» ASSIGNMENT
Skipping all pictures, set down the lines of the listing from the first through the one with "Where can the curving".

» MATERIALS PROVIDED

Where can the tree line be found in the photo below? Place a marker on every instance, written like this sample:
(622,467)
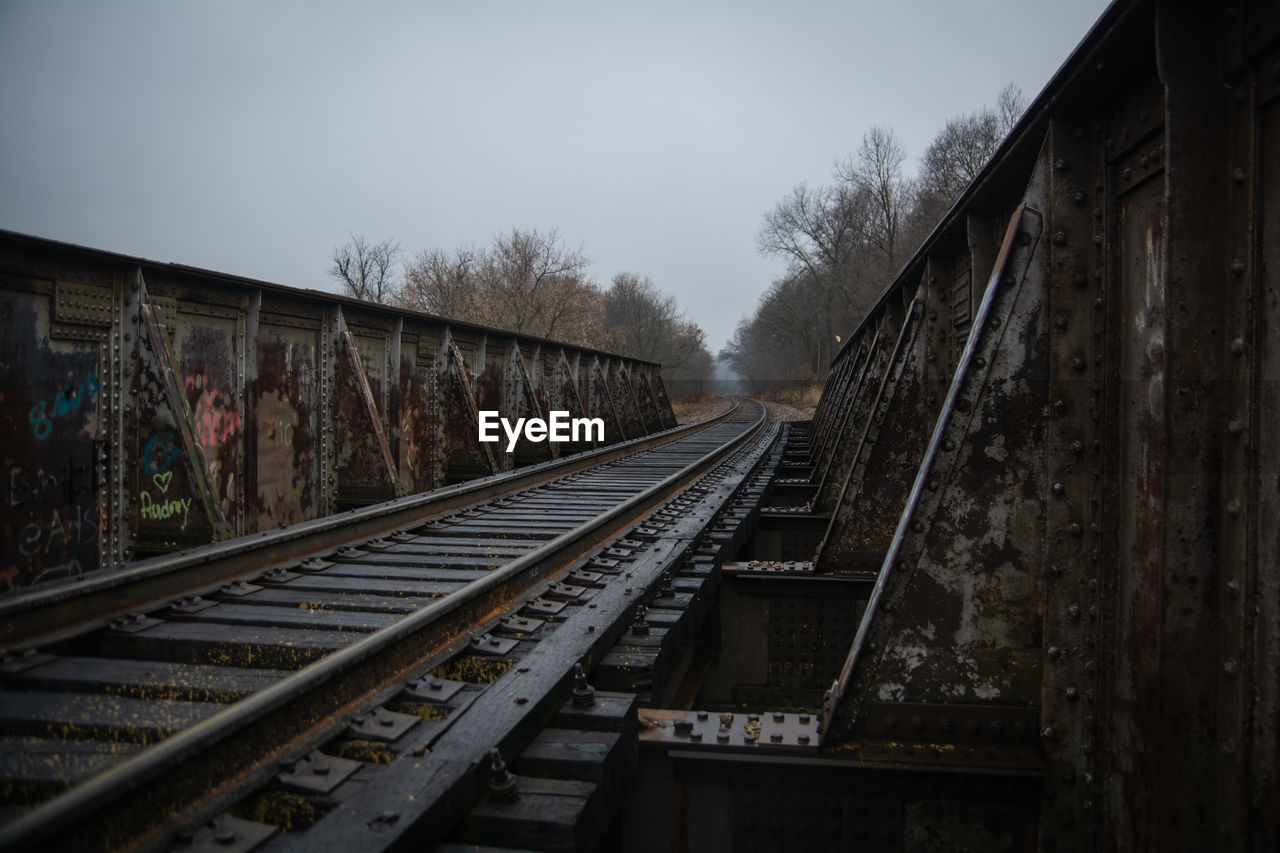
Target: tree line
(845,241)
(530,282)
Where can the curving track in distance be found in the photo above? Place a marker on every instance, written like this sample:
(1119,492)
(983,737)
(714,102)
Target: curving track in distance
(140,705)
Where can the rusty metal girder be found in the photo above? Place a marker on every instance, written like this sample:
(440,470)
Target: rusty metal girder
(880,479)
(261,405)
(1091,532)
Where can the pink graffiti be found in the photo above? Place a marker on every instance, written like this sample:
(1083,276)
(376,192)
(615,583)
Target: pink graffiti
(214,424)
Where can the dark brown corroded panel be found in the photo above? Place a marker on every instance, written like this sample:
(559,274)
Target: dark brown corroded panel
(50,391)
(974,539)
(362,461)
(599,402)
(885,461)
(416,436)
(287,424)
(833,470)
(172,496)
(465,456)
(625,400)
(206,347)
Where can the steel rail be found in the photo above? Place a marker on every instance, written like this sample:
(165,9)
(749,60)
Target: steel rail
(325,679)
(846,674)
(65,610)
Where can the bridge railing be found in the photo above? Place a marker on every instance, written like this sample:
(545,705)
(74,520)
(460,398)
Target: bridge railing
(1052,441)
(152,407)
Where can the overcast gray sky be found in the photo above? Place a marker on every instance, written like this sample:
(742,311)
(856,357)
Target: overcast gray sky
(251,137)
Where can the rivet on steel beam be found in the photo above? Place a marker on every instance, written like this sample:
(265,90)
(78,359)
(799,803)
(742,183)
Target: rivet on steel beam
(502,787)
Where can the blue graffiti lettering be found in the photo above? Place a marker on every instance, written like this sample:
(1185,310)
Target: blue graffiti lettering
(71,398)
(160,454)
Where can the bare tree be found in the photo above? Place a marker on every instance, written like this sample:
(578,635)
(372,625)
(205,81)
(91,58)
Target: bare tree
(960,150)
(531,281)
(443,283)
(644,323)
(819,229)
(877,172)
(368,270)
(1010,106)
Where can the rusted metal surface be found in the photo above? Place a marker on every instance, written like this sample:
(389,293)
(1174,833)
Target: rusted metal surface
(154,407)
(1089,536)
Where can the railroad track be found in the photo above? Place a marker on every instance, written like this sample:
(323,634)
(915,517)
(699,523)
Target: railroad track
(346,679)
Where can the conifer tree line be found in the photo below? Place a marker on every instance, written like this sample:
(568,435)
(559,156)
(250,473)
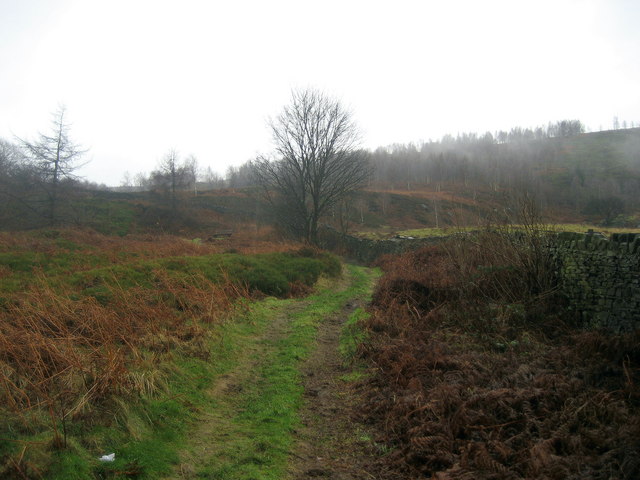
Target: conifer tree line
(586,173)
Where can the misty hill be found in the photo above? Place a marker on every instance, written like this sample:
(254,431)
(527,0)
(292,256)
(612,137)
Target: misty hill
(458,181)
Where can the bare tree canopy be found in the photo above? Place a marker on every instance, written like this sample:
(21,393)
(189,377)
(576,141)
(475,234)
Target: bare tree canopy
(55,158)
(317,162)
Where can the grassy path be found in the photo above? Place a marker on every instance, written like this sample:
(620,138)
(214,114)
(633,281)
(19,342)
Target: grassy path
(249,426)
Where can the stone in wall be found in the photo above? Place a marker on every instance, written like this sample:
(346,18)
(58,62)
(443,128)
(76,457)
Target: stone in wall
(600,278)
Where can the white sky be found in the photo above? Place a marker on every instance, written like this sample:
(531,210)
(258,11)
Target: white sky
(139,77)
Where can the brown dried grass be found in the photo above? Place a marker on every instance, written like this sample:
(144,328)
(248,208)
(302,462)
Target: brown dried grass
(466,389)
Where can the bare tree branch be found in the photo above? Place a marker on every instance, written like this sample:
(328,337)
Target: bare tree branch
(317,163)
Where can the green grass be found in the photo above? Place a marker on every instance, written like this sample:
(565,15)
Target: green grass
(260,422)
(251,435)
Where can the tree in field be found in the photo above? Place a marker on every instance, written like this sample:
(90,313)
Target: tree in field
(608,208)
(171,178)
(317,162)
(55,158)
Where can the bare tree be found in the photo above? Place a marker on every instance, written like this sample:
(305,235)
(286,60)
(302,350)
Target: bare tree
(55,158)
(191,169)
(171,178)
(317,162)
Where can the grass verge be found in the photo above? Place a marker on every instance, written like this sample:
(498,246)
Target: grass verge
(256,419)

» RESPONSE BELOW
Where can the tree line be found in the photo below? Place a marker on every instance, written like this sample:
(622,467)
Target: tree line
(845,241)
(530,282)
Where can the curving track in distance be found in the photo above? Place a marker on every instance, written like this sample:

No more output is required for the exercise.